Since we sort the particles front-to-back and we still used a solid style shader to clip (not blend) transparent pixels, this technique handles a surprising amount of particles, avoiding costly over-draw even on the lower-powered machines.

Transparent particle clouds

The solid particles provided a good organic feel to the shape of the clouds but still needed something to sell the fluffiness of clouds. We decided to try a custom solution for the high-end graphics cards where we can introduce transparency.

To do this we simply switched the initial sorting order of the particles and changed the shader to use the textures alpha.

Fluffy clouds

It looked great but proved to be too heavy for even the toughest machines since it would result in rendering each pixel on the screen hundreds of times!

Render off-screen with lower resolution

To reduce the number of pixels rendered by the clouds, we started rendering them in a quarter resolution buffer (compared to the screen) and stretching the end result back up onto the screen after all the particles had been drawn. This gave us roughly a 4x speedup, but came with a couple of caveats.

Direction A: According to the cloud rendering text, roughly what speedup did rendering the clouds into the smaller off-screen buffer provide?
Direction B: List every short line in the cloud rendering text that stands on its own as a heading or caption.
The rows are not needed for this work.

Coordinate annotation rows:
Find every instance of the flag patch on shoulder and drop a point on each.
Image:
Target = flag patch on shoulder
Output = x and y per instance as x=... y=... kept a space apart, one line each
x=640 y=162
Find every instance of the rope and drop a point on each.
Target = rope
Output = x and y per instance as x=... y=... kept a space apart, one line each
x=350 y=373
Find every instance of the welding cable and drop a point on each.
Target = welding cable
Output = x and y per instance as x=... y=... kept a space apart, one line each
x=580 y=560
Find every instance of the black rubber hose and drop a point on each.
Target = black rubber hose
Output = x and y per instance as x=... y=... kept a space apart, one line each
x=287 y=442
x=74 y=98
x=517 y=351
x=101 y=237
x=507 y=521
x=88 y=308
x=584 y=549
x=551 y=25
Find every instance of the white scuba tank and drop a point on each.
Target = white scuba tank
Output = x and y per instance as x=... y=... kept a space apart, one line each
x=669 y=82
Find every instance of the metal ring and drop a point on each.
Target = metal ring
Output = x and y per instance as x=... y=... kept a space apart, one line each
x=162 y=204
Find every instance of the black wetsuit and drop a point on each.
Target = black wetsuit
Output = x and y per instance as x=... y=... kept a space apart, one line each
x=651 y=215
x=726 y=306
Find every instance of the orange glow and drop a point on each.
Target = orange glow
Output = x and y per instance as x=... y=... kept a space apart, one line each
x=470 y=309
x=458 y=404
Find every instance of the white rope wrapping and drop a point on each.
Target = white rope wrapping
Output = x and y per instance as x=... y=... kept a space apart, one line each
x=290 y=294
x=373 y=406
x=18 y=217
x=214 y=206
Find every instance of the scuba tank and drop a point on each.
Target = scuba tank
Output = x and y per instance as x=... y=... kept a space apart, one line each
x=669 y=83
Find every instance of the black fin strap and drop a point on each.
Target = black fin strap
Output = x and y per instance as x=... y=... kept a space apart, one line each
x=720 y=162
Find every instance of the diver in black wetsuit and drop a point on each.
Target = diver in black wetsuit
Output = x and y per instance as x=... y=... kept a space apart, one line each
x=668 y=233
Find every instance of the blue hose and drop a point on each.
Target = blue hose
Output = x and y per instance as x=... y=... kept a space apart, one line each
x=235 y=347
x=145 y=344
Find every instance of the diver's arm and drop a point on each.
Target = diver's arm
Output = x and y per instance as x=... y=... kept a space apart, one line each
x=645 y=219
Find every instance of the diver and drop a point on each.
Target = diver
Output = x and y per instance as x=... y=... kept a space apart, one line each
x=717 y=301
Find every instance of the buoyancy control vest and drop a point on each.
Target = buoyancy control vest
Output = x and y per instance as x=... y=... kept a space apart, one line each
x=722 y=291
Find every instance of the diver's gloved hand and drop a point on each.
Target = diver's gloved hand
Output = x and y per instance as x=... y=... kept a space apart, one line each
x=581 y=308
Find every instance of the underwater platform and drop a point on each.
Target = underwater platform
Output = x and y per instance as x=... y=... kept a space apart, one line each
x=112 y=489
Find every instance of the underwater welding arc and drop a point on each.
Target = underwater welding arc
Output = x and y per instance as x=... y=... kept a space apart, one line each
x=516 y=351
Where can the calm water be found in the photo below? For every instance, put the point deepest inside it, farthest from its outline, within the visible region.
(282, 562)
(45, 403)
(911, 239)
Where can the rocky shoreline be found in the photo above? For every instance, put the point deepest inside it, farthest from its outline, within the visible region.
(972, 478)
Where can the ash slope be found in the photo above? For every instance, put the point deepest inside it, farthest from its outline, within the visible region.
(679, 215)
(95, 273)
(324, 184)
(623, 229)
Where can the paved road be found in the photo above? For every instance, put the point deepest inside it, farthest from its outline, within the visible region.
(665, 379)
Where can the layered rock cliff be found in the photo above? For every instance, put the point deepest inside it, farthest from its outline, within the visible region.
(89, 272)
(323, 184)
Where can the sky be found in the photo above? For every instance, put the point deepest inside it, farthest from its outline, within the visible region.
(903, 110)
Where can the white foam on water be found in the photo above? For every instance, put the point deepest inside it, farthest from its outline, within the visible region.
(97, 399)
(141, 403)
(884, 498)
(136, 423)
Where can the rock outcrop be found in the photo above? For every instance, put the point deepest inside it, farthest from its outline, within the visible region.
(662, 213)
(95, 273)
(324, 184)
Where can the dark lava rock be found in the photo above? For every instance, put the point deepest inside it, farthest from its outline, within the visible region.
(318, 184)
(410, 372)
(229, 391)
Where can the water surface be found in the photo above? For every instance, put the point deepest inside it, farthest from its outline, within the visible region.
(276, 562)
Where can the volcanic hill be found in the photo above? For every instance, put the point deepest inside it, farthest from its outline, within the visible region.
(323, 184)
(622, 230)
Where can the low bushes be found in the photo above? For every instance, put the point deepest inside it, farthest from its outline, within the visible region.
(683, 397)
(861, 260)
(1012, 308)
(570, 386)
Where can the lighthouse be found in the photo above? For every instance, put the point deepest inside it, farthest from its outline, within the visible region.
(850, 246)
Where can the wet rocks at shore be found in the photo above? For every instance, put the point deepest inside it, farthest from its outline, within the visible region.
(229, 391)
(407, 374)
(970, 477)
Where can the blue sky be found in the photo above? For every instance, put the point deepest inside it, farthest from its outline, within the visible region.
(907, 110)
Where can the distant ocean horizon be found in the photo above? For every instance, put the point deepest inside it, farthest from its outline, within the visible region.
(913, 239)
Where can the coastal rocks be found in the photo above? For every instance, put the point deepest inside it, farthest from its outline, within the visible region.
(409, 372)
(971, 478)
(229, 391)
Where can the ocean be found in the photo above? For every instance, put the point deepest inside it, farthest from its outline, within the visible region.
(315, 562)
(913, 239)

Task result A: Roughly a 4x speedup.

Task result B:
- Transparent particle clouds
- Fluffy clouds
- Render off-screen with lower resolution